[Problem details]
Write out exactly the lines running from the line that includes "Indicate the blurred" to the end of the data, both ends included, and nothing besides.

________________________________________

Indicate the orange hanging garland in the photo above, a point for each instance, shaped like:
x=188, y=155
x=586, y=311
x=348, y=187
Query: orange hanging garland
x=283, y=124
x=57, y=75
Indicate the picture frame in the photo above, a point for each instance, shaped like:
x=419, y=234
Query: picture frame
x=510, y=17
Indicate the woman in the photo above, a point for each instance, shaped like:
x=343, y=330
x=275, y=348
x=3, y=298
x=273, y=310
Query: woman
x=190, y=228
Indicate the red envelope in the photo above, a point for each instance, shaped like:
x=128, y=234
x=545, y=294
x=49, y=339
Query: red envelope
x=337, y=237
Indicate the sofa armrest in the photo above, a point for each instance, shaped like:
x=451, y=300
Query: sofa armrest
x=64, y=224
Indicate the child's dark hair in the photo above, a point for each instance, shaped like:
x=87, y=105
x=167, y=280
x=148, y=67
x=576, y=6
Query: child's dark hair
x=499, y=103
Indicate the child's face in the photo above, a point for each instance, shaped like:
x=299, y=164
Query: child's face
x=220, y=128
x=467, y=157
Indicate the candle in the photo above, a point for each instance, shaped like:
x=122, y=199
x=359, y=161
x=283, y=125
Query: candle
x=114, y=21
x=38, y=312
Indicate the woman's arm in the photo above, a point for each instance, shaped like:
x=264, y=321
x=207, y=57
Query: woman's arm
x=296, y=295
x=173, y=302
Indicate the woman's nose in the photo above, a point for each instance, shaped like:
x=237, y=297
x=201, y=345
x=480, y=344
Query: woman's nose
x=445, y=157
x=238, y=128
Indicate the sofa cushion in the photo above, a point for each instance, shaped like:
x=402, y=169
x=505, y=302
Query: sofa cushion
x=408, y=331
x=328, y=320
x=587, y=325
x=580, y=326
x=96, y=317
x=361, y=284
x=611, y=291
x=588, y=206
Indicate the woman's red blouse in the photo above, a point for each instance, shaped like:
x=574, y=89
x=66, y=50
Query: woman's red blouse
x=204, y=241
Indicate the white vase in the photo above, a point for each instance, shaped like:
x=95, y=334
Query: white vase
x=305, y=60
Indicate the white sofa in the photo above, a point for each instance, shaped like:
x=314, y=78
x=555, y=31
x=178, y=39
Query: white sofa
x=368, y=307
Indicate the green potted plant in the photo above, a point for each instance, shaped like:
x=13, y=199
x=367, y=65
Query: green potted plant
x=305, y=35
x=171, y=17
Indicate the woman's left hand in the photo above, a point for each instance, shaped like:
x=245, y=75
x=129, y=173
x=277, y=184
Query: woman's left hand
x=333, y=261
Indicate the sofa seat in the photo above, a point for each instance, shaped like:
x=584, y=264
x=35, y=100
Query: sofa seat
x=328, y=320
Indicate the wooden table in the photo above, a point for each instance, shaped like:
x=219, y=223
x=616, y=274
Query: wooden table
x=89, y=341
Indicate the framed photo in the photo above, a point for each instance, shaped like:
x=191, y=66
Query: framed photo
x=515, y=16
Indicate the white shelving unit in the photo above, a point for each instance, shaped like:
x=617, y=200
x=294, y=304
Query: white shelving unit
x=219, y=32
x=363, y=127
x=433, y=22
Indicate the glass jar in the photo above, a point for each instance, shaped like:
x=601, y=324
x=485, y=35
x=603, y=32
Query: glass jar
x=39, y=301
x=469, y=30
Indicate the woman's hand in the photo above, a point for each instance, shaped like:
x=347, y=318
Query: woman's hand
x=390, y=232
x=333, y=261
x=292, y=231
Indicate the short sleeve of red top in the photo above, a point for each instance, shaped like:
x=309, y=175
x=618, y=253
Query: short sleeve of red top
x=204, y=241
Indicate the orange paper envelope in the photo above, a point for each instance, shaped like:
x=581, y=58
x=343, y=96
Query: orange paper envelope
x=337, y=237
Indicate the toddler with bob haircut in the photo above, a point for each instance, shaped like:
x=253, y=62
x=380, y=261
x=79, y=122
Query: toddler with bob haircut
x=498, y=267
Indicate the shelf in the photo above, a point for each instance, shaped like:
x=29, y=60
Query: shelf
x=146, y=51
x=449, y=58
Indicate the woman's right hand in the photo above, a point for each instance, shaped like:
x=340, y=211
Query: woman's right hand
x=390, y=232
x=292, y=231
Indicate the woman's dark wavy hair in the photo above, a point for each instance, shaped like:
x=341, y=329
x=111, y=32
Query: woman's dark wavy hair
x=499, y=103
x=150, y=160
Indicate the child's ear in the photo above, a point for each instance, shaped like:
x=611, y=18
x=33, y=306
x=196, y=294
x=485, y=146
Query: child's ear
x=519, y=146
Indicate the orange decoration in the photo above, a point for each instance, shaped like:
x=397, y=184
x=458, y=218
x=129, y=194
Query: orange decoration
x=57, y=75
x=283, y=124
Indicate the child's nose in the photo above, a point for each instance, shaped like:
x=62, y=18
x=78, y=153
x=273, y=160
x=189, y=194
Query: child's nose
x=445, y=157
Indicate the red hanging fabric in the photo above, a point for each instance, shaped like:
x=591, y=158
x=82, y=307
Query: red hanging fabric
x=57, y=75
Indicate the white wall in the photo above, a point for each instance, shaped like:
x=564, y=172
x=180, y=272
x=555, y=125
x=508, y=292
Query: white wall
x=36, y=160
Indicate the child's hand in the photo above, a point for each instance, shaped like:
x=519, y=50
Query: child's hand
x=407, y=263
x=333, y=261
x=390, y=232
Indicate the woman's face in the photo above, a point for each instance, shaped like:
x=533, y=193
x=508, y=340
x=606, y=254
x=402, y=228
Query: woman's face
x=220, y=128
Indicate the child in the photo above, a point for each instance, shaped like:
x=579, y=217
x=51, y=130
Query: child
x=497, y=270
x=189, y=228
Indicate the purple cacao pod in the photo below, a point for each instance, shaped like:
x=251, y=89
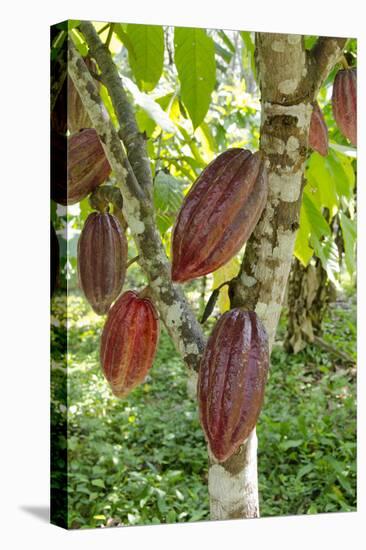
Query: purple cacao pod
x=219, y=213
x=102, y=257
x=344, y=103
x=129, y=341
x=318, y=134
x=231, y=381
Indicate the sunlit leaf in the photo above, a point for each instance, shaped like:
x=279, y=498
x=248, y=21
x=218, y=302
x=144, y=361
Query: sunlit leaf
x=146, y=54
x=349, y=233
x=225, y=273
x=195, y=61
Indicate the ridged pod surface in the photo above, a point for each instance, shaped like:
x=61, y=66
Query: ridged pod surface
x=344, y=103
x=318, y=134
x=86, y=165
x=219, y=213
x=102, y=257
x=231, y=381
x=129, y=341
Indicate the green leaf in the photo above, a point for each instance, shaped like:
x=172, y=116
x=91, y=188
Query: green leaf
x=146, y=56
x=310, y=40
x=349, y=232
x=225, y=54
x=321, y=237
x=168, y=198
x=249, y=50
x=151, y=107
x=98, y=483
x=224, y=37
x=290, y=443
x=210, y=305
x=195, y=61
x=321, y=183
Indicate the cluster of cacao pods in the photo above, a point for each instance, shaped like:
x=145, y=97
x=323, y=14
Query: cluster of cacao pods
x=217, y=217
x=219, y=213
x=78, y=161
x=344, y=105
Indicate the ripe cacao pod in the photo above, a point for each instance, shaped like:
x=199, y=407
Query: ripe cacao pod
x=129, y=342
x=318, y=134
x=85, y=162
x=219, y=213
x=231, y=381
x=344, y=103
x=102, y=257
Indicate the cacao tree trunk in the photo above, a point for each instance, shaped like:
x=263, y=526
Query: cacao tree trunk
x=289, y=78
x=309, y=293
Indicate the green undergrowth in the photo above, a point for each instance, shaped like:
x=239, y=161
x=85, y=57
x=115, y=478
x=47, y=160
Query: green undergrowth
x=143, y=460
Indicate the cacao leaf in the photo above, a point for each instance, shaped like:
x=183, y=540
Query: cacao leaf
x=146, y=58
x=210, y=305
x=195, y=61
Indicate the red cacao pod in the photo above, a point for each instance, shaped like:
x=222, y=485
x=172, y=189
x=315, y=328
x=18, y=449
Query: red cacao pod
x=102, y=257
x=129, y=342
x=318, y=134
x=231, y=381
x=344, y=103
x=219, y=213
x=85, y=162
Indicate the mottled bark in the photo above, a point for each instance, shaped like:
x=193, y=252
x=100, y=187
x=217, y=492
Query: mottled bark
x=138, y=209
x=288, y=78
x=309, y=293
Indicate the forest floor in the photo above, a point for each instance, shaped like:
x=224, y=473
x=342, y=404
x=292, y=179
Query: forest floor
x=143, y=459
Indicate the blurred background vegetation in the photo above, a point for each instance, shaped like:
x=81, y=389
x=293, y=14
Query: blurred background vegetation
x=143, y=460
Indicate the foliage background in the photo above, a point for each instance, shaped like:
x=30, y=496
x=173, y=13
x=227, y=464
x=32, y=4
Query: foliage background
x=133, y=461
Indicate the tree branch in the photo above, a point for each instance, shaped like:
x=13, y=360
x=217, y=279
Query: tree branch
x=138, y=210
x=129, y=132
x=322, y=58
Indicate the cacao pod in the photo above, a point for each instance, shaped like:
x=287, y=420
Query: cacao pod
x=344, y=103
x=129, y=341
x=318, y=134
x=219, y=213
x=102, y=257
x=85, y=163
x=231, y=381
x=55, y=259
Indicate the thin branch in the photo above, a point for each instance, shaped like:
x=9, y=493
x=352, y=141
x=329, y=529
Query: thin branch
x=324, y=55
x=85, y=85
x=110, y=34
x=132, y=138
x=138, y=209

________________________________________

[Written solution]
Indicate the blurred background vegetation in the photo above, a point for each instance, shaped like:
x=81, y=389
x=293, y=14
Query: blurred background vegetation
x=143, y=460
Indicate the foliage background in the photo above, a point for each instance, shaped like:
x=30, y=496
x=173, y=13
x=227, y=464
x=32, y=4
Query: foliage background
x=133, y=461
Indicate the tree branch in the photo above, a point for each instance, shaped like:
x=13, y=360
x=217, y=279
Query: tree branch
x=138, y=210
x=129, y=132
x=322, y=58
Indicate the cacao pod in the photo above, a point for each instance, shaped like:
x=287, y=420
Query: cacao pod
x=344, y=103
x=129, y=341
x=318, y=134
x=219, y=213
x=102, y=257
x=85, y=163
x=231, y=381
x=55, y=259
Indicate the thin branch in the photo above, a point for each instance, shaped like:
x=9, y=493
x=352, y=141
x=329, y=529
Query: thin branch
x=324, y=55
x=85, y=85
x=110, y=34
x=132, y=138
x=138, y=209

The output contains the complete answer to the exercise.